**REQUIRED TASK:** Return every line below verbatim, leaving out the pictures.

**SUPPLIED RECORDS:**
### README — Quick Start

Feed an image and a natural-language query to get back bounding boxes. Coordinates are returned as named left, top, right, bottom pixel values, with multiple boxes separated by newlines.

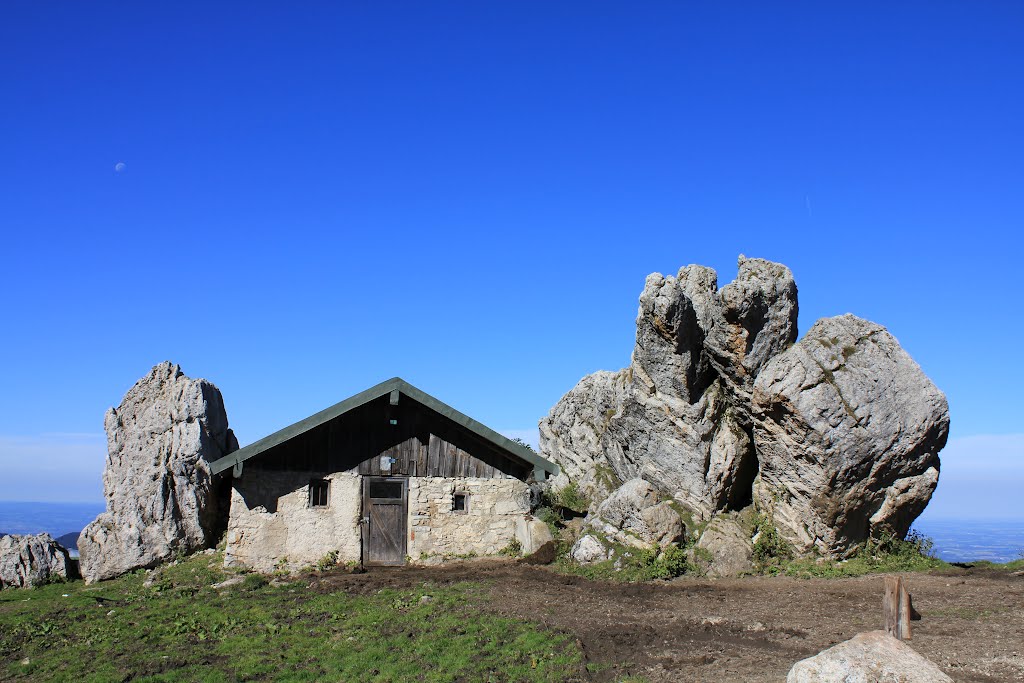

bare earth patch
left=318, top=560, right=1024, bottom=683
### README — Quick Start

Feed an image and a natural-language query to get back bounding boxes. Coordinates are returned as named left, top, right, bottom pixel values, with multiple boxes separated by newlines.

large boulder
left=78, top=362, right=239, bottom=583
left=0, top=533, right=75, bottom=588
left=541, top=257, right=797, bottom=518
left=584, top=479, right=685, bottom=548
left=693, top=517, right=754, bottom=578
left=785, top=631, right=953, bottom=683
left=754, top=314, right=949, bottom=555
left=540, top=256, right=949, bottom=566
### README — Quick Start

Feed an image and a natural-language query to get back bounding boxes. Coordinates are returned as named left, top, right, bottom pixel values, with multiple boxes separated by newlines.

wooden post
left=882, top=577, right=910, bottom=640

**OUTPUT FOR THIS TASK:**
### README — Quick Start

Feed an image and a natural-language query to get back bounding boxes. Coordinates are returned as named left, top, right, bottom pixel values, with multiple boxes separated by newlines.


bare earth patch
left=318, top=560, right=1024, bottom=683
### README — Quick Start

Feed an image and a natural-language query to get back bounding boxes. Coordinates are returned as named left, top, right, bottom pixel values, with multiple boxes separated by newlines.

large boulder
left=78, top=362, right=239, bottom=583
left=0, top=533, right=75, bottom=588
left=541, top=257, right=797, bottom=518
left=584, top=479, right=685, bottom=548
left=693, top=517, right=754, bottom=578
left=785, top=631, right=953, bottom=683
left=754, top=314, right=949, bottom=555
left=540, top=256, right=949, bottom=566
### README — Quick Start

Feed an image and a natural-language query to get back bounding boxes. Coordinates are returned as named left, top, right, bottom pixel values, with multiple boxes separated by newlines.

wooden post
left=882, top=577, right=910, bottom=640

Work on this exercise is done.